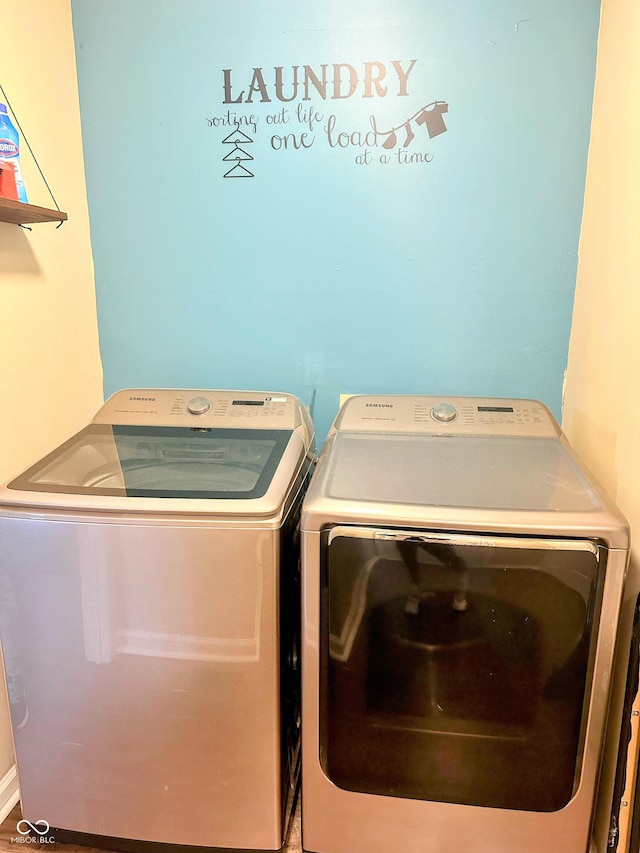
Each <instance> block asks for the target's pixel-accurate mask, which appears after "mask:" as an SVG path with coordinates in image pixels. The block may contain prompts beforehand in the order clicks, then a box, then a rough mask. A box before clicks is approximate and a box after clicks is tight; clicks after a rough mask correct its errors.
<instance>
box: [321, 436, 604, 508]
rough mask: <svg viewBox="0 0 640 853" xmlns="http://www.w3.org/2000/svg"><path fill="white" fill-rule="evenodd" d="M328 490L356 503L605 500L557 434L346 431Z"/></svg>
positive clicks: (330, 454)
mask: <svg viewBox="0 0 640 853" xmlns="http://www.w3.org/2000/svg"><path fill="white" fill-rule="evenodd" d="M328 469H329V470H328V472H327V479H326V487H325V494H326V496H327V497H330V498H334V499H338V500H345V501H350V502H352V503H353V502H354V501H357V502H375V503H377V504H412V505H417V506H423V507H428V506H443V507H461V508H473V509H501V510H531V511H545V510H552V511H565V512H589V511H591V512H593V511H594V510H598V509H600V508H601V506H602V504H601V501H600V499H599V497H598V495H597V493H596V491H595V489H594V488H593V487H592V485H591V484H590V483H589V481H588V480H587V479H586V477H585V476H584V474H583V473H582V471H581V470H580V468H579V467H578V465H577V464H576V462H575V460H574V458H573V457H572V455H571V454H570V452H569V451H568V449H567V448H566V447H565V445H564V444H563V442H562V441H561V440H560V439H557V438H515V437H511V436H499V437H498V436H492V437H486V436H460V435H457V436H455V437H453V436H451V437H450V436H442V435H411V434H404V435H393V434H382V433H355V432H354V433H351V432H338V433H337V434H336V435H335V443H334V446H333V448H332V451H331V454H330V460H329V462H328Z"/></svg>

····················

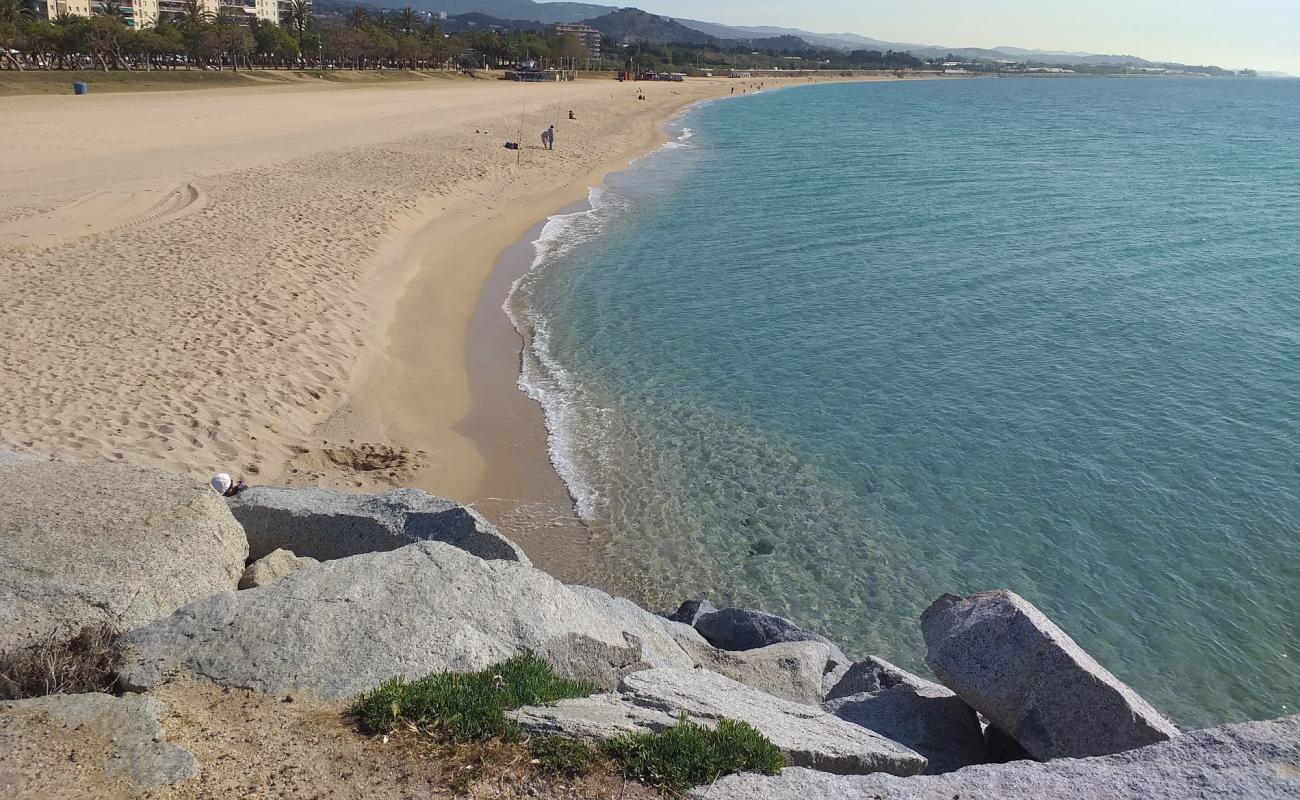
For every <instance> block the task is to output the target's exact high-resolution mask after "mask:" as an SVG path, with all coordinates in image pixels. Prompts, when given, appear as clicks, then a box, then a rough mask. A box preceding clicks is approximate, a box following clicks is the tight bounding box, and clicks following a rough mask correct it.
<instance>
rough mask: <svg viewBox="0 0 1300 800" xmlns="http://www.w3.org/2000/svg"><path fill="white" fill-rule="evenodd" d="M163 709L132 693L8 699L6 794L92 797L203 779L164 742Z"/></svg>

····················

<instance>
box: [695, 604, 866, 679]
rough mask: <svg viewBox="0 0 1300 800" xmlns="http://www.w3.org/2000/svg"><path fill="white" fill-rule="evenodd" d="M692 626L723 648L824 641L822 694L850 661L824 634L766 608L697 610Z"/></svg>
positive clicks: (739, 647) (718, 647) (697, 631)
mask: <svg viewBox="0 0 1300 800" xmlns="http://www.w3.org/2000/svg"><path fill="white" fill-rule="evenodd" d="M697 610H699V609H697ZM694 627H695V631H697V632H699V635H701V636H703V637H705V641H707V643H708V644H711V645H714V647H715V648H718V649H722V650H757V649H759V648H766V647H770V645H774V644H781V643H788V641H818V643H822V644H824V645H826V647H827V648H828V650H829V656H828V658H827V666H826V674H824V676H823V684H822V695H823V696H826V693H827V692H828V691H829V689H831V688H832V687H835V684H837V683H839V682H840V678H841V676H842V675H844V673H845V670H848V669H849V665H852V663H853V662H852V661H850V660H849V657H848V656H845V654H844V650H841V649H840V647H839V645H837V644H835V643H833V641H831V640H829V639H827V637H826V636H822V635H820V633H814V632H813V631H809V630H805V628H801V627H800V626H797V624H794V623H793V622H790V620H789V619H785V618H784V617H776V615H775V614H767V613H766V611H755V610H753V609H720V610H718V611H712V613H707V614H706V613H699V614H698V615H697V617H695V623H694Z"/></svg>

····················

• Problem
Copy the stretch from the line containing "For every <instance>" through the line containing "709L132 693L8 699L6", replacing every "rough mask" with "coarse mask" and leaving all else unchanged.

• Written solution
For every <instance> block the task is to output the target's exact high-resolution mask after "mask:" as an SVG path, with all coordinates in image pixels. Prompts, when given, appear as clicks, then a box, then a coarse mask. A box preceding clicks is approximate, a box following clicks is the tight bounding box, and clicks following a coarse mask correct it.
<instance>
coarse mask: <svg viewBox="0 0 1300 800" xmlns="http://www.w3.org/2000/svg"><path fill="white" fill-rule="evenodd" d="M163 709L132 693L8 699L6 794L92 797L203 779L164 742Z"/></svg>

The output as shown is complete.